(Natural language region descriptions)
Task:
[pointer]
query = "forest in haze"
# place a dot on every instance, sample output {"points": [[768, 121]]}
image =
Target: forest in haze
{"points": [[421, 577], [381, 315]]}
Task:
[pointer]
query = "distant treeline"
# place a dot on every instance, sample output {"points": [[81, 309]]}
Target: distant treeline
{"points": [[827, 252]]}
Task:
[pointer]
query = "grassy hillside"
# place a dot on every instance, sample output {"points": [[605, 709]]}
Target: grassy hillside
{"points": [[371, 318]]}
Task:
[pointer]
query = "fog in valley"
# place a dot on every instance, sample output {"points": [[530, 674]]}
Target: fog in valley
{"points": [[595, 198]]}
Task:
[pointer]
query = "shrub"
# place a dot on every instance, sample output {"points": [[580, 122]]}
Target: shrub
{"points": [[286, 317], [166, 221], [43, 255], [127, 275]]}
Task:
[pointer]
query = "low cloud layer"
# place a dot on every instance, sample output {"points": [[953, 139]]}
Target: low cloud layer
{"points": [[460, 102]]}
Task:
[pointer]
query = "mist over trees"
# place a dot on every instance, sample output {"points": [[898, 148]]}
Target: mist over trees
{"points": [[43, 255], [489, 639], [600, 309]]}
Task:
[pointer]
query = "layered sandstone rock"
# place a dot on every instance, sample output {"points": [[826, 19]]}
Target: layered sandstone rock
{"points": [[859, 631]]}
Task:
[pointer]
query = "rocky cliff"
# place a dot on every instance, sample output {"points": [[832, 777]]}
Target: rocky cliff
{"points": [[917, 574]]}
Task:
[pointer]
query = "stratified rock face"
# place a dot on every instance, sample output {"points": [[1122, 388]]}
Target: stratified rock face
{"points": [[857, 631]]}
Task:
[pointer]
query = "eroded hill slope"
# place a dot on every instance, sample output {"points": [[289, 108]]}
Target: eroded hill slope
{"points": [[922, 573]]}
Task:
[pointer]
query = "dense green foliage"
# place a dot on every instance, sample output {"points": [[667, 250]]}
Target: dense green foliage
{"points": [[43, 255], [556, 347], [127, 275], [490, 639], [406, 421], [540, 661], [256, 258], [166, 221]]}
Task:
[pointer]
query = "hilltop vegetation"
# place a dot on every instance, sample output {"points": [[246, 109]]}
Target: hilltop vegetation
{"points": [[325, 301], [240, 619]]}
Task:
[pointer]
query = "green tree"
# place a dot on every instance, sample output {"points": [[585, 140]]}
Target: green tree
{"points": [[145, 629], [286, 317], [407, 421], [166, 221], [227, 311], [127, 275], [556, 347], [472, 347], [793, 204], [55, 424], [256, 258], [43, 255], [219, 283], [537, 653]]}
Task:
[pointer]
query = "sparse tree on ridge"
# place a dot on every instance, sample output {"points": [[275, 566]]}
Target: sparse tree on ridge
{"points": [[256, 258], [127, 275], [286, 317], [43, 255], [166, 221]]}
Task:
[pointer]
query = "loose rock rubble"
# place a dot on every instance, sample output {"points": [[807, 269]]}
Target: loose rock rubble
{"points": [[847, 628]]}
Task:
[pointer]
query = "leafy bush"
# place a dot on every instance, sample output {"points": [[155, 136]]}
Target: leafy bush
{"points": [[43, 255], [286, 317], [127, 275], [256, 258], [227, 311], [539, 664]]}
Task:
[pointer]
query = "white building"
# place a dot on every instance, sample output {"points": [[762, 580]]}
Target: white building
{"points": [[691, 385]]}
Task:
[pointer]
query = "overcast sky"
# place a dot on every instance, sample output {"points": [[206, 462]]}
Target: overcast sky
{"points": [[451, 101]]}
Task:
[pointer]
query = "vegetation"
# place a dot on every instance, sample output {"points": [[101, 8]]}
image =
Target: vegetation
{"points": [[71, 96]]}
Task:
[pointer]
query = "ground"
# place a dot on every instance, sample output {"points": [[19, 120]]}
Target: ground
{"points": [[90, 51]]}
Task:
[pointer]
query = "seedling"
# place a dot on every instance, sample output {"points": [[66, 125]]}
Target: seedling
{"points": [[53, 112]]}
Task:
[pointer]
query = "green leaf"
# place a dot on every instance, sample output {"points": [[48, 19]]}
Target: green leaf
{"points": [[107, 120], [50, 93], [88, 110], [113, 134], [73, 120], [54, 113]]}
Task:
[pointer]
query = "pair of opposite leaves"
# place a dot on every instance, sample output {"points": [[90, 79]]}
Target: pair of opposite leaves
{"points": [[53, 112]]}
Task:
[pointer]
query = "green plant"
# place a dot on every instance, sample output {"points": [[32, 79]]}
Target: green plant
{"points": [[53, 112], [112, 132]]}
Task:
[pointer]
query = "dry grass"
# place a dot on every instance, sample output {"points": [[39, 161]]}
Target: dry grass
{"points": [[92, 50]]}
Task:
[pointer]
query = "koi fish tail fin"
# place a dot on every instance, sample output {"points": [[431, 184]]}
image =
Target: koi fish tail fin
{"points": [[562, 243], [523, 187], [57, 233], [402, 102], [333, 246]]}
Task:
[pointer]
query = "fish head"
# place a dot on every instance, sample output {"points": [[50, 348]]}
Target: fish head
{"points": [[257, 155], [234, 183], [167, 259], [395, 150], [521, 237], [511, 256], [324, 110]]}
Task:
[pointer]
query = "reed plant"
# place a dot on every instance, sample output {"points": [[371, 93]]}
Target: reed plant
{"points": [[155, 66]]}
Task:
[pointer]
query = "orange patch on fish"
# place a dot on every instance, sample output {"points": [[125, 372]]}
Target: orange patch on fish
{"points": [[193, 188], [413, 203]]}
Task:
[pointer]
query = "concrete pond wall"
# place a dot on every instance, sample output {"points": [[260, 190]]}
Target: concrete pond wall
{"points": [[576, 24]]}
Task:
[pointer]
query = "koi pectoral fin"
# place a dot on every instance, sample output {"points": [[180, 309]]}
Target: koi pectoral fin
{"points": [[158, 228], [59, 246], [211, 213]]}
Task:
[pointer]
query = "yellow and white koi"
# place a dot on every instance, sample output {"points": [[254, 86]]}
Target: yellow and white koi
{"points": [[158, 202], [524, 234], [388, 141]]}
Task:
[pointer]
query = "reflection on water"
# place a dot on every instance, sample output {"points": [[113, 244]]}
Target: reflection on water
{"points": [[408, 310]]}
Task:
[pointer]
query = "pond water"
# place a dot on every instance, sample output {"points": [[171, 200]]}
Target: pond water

(ACTION ITEM) Copy every record above verbatim and in full.

(EXERCISE RESPONSE)
Task:
[pointer]
query = "forest in haze"
# place a dot on every instance, sample output {"points": [[768, 121]]}
image =
Target: forest in haze
{"points": [[421, 577], [381, 315]]}
Task:
[pointer]
query = "distant treeline"
# place a dot on every instance, sample output {"points": [[81, 309]]}
Target: distant treeline
{"points": [[827, 252]]}
Task:
[pointer]
query = "grassy hillside"
# place a dot on every instance, sample output {"points": [[605, 709]]}
Target: grassy hillside
{"points": [[371, 318]]}
Task:
[pointer]
query = "fog in valley"
# place a dot on every instance, sample output {"points": [[530, 674]]}
Target: fog in valley
{"points": [[595, 198]]}
Task:
[pointer]
query = "shrub"
# place a dot on every instance, sample output {"points": [[580, 122]]}
Target: shrub
{"points": [[286, 317], [166, 221], [43, 255], [127, 275]]}
Task:
[pointer]
query = "low cloud layer"
# place a dot on every instance, sample output {"points": [[953, 139]]}
Target: low cloud layer
{"points": [[460, 102]]}
Task:
[pointer]
query = "mist over trees"
# place a dot on every instance, sample output {"points": [[898, 148]]}
Target: mist over trees
{"points": [[43, 255], [489, 639], [600, 309]]}
Task:
[pointer]
query = "layered sandstone rock"
# place a dot on every instance, sample output {"points": [[826, 19]]}
Target: layered sandstone rock
{"points": [[859, 631]]}
Task:
[pointer]
query = "rocky cliff"
# place a dot on every instance, sample output {"points": [[832, 777]]}
Target: rocky cliff
{"points": [[917, 574]]}
Task:
[pointer]
query = "stratified rock face"
# place a dot on every instance, sample output {"points": [[1122, 388]]}
Target: stratified rock face
{"points": [[857, 631]]}
Task:
[pointer]
query = "eroded hill slope"
# place a dot on every instance, sample output {"points": [[289, 108]]}
Target: eroded hill slope
{"points": [[922, 573]]}
Task:
[pointer]
query = "dense green foliage"
# place a dot on every instance, sample output {"points": [[667, 250]]}
Target: dense green foliage
{"points": [[43, 255], [556, 347], [127, 275], [490, 639], [406, 421], [540, 661], [256, 258], [166, 221]]}
Task:
[pointer]
query = "hilltop vegetation"
# place a dot on every instance, sample output {"points": [[246, 109]]}
Target: hilltop vegetation
{"points": [[325, 301], [240, 619]]}
Task:
[pointer]
query = "green tree"
# place a dot on every instance, sample output {"points": [[585, 140]]}
Target: green tree
{"points": [[145, 629], [286, 317], [407, 421], [166, 221], [227, 311], [127, 275], [556, 347], [472, 347], [793, 204], [55, 424], [256, 258], [43, 255], [219, 283], [537, 653]]}
Task:
[pointer]
query = "sparse tree on ridge"
# place a dot on every instance, sample output {"points": [[275, 566]]}
Target: sparse tree on ridge
{"points": [[256, 258], [127, 275], [286, 317], [43, 255], [166, 221]]}
Task:
[pointer]
query = "loose rock rubble"
# place a dot on every instance, sample output {"points": [[807, 269]]}
Target: loose rock rubble
{"points": [[847, 628]]}
Task:
[pointer]
query = "leafy bush"
# place a dot on every instance, sample output {"points": [[155, 136]]}
Target: leafy bush
{"points": [[43, 255], [286, 317], [127, 275], [256, 258], [227, 311], [539, 664]]}
Task:
[pointer]
query = "white building"
# place a dot on every instance, sample output {"points": [[762, 580]]}
Target: white building
{"points": [[691, 385]]}
Task:
[pointer]
query = "overcast sky"
# place a dot on every instance, sample output {"points": [[206, 462]]}
Target: overcast sky
{"points": [[451, 101]]}
Task:
[pointer]
query = "vegetation"
# place a dot on every instance, sample output {"points": [[101, 8]]}
image =
Target: vegetation
{"points": [[71, 96]]}
Task:
[pointer]
query = "ground"
# place a dot on every instance, sample output {"points": [[19, 120]]}
Target: ground
{"points": [[90, 51]]}
Task:
[pointer]
query = "seedling"
# place a dot on every instance, sample output {"points": [[66, 125]]}
Target: seedling
{"points": [[53, 112]]}
Task:
[pointer]
query = "green leaf"
# place a dot on every instance, sample output {"points": [[48, 19]]}
Target: green leaf
{"points": [[107, 120], [50, 93], [88, 110], [113, 134], [73, 120], [54, 113]]}
Task:
[pointer]
query = "pair of opposite leaves"
# place a dot on every instance, sample output {"points": [[90, 79]]}
Target: pair of opposite leaves
{"points": [[53, 112]]}
Task:
[pointer]
query = "green plant"
# place a dot on every instance, sample output {"points": [[32, 79]]}
Target: green plant
{"points": [[53, 112], [112, 132]]}
Task:
[pointer]
query = "dry grass"
# place a dot on every instance, sample output {"points": [[39, 161]]}
Target: dry grass
{"points": [[92, 50]]}
Task:
[pointer]
query = "koi fish tail fin"
# place a dot on every instance, sample output {"points": [[431, 184]]}
image =
Target: koi fish tail fin
{"points": [[562, 243], [523, 187], [57, 233], [402, 102], [333, 246]]}
Task:
[pointer]
query = "fish head"
# place a dot on every instance, sample output {"points": [[50, 348]]}
Target: fish head
{"points": [[257, 155], [234, 183], [167, 259], [395, 150], [521, 237], [511, 256], [324, 110]]}
Task:
[pointer]
query = "reed plant"
# place a dot on every instance, sample output {"points": [[371, 93]]}
Target: reed plant
{"points": [[155, 66]]}
Task:
[pointer]
query = "orange patch on fish"
# place a dot on every instance, sample output {"points": [[125, 372]]}
Target: orange patch on fish
{"points": [[193, 188], [413, 203]]}
Task:
[pointer]
query = "concrete pond wall"
# place a dot on every instance, sample output {"points": [[260, 190]]}
Target: concrete pond wall
{"points": [[576, 24]]}
Task:
[pointer]
query = "koi pectoral fin"
# place a dot on every instance, sample output {"points": [[180, 309]]}
Target: koi pectoral fin
{"points": [[158, 228], [59, 246], [211, 213]]}
Task:
[pointer]
query = "yellow and white koi"
# place a dot on every instance, sample output {"points": [[254, 86]]}
Target: yellow and white koi
{"points": [[158, 202], [524, 234], [388, 141]]}
Task:
[pointer]
query = "reflection on water"
# place a dot on every instance, sample output {"points": [[113, 244]]}
Target: reflection on water
{"points": [[408, 310]]}
Task:
[pointer]
query = "pond water"
# place a dot on every instance, sample output {"points": [[171, 200]]}
Target: pond water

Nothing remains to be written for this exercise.